Assim, por meio das análises dos comentários de teor aporofóbico nas postagens do Padre Júlio Lancellotti sobre a população de rua, percebe-se, quando analisada à luz dos domínios de avaliação de Charaudeau o discurso de ódio contra essa camada da sociedade. Por meio do preconceito, naturaliza-se a marginalização e desumanização das pessoas em situação de rua, por isso, é de suma importância a implementação de leis e medidas que busquem tutelar os grupos em vulnerabilidade social.

2.4 LEGISLAÇÃO BRASILEIRA QUANTO À OCUPAÇÃO DO ESPAÇO PÚBLICO URBANO

O Direito é responsável por fornecer normas para que o Poder Público possa promover a organização das cidades, bem como dos espaços rurais ocupados pelo indivíduo, com o fito de promover a humanização desses logradouros (SILVA, 1995, p. 34-37). A interferência do Poder Público na estruturação das cidades, entretanto, é responsável pela promoção de conflitos, tendo em vista a insubordinação dos proprietários privados quanto algumas regras de urbanização, as quais são necessárias, entretanto, para a manutenção da ordem social (SILVA, 1995, p. 35).

A organização e ordenação dos espaços habitáveis pelos indivíduos, por sua vez, cabe ao Direito Urbanístico, o qual é responsável pela criação de princípios e normas aplicáveis àqueles locais (SILVA, 1995, p. 38). Nesse sentido, assim preceitua José Afonso da Silva quanto ao enquadramento do Direito urbanístico como uma fonte de normas:

São, pois, normas do direito urbanístico todas as que tenham por objeto disciplinar o planejamento urbano, o uso e a ocupação do solo urbano, as áreas de interesse especial (como a execução das urbanificações, o disciplinamento dos bens urbanísticos naturais e culturais), a ordenação urbanística da atividade edilícia e a utilização dos instrumentos de intervenção urbanística (SILVA, 1995, p. 38).

As normas urbanísticas, por sua vez, podem ser classificadas como normas constitucionais, pois há artigos sobre direito urbanístico na Constituição e normas ordinárias, que consistem nas leis ordinárias sobre o tema, pois são várias as fontes no Direito brasileiro sobre o tema (SILVA, 1995, p. 63).

A Lei de Parcelamento do Solo (Lei nº 6.766/79), por sua vez, é responsável por estabelecer em seu artigo 2º que o parcelamento do solo urbano deverá ser feito por meio de loteamento ou desmembramento (BRASIL, 1979). E esse, conforme o seu artigo 3º ocorrerá para atender aos objetivos urbanos, de expansão urbana ou de urbanização específica, de acordo com o estabelecido no plano diretor ou aprovadas por lei municipal (BRASIL, 1979).

[Descrição da tarefa]: Continue o trecho sobre a legislação brasileira de ocupação do espaço público urbano, começando logo após a última frase apresentada.

[Informações fornecidas]:
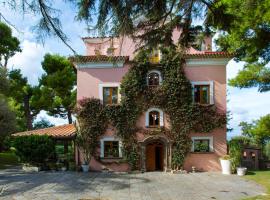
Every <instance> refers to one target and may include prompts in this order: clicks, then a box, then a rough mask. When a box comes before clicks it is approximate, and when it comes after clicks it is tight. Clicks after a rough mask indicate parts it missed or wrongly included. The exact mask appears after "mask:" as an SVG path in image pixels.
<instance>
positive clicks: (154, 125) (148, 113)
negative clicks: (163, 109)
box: [145, 108, 164, 127]
mask: <svg viewBox="0 0 270 200" xmlns="http://www.w3.org/2000/svg"><path fill="white" fill-rule="evenodd" d="M163 119H164V113H163V111H162V110H160V109H158V108H150V109H149V110H148V111H147V112H146V115H145V126H146V127H162V126H164V121H163Z"/></svg>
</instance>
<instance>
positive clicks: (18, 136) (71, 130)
mask: <svg viewBox="0 0 270 200" xmlns="http://www.w3.org/2000/svg"><path fill="white" fill-rule="evenodd" d="M30 135H40V136H41V135H48V136H51V137H52V138H53V139H54V140H55V141H56V148H58V149H62V150H63V155H64V156H67V155H68V152H69V149H71V148H74V149H73V150H72V152H73V155H71V156H72V157H73V158H74V160H75V154H74V152H75V144H74V139H75V137H76V126H75V125H74V124H65V125H61V126H53V127H49V128H44V129H37V130H30V131H24V132H19V133H14V134H12V136H14V137H19V136H30Z"/></svg>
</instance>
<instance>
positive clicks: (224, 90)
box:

[Resultado da tarefa]:
No que tange ao projeto de loteamento, caberá à Prefeitura Municipal ou ao Distrito Federal estabelecer as diretrizes para o uso do solo, traçado dos lotes, do sistema viário, dos espaços livres e das áreas reservadas para equipamento urbano e comunitário ao interessado antes da elaboração do referido projeto, conforme assevera o artigo 6º da Lei nº 6.766/79 (BRASIL, 1979).

Além disso, em consonância ao estabelecido no Artigo 24, inciso I da CF/88 quanto à competência concorrente da União, dos Estados e do Distrito Federal quanto ao direito urbanístico o artigo 1º, parágrafo único, da Lei de Parcelamento do Solo prevê que esses entes poderão estabelecer normas complementares relativas ao parcelamento do solo municipal a fim de atender às particularidade da cada lugar, assim, a União fixa as regras gerais, enquanto cabe ao Estado as regras regionais e ao Município as locais (BRASIL, 2008 p. 35).

Ademais, a Constituição de 1988 dispõe em seu artigo 21, inciso XX que é competência da União estabelecer as diretrizes para o desenvolvimento urbano, bem como dos Municípios, conforme dispõe o artigo 182 da CF/88, devendo esses orientarem suas condutas nas diretrizes gerais fixadas em lei, em observância à função social da cidade e promoção do bem-estar social da população (BRASIL, 1988).

Quanto aos planos urbanísticos, o artigo 21, inciso IX, da CF/88 atribui à União a competência para elaborar e executar planos nacionais e regionais de ordenação do território e de desenvolvimento econômico e social (BRASIL, 1988). Além disso, foi conferida aos Municípios, no artigo 30, inciso VIII da CF/88 a organização do território urbano, por meio do planejamento, parcelamento e ocupação (BRASIL, 1988). No que tange ao Plano Diretor previsto no Art. 182, §§ 1º, 2º e 4º da CF/88 e usucapião especial urbana individual prevista no Art. 183 da CF/88 estão disciplinadas pelo Estatuto da Cidade (BRASIL, 1988).

O Estatuto da Cidade (Lei nº 10.257/2001) regulamenta os artigos 182 e 183 da Constituição Federal de 1988 e estabelece diretrizes gerais da política urbana (BRASIL, 2001). Além disso, a Lei nº 10.257/2001possui o intuito, de acordo com o artigo 1o, parágrafo único de estabelecer as normas de ordem pública e interesse social com a finalidade de regular o uso da propriedade urbana em favor do bem-estar e segurança de toda a comunidade, bem como do meio ambiente (BRASIL, 2001).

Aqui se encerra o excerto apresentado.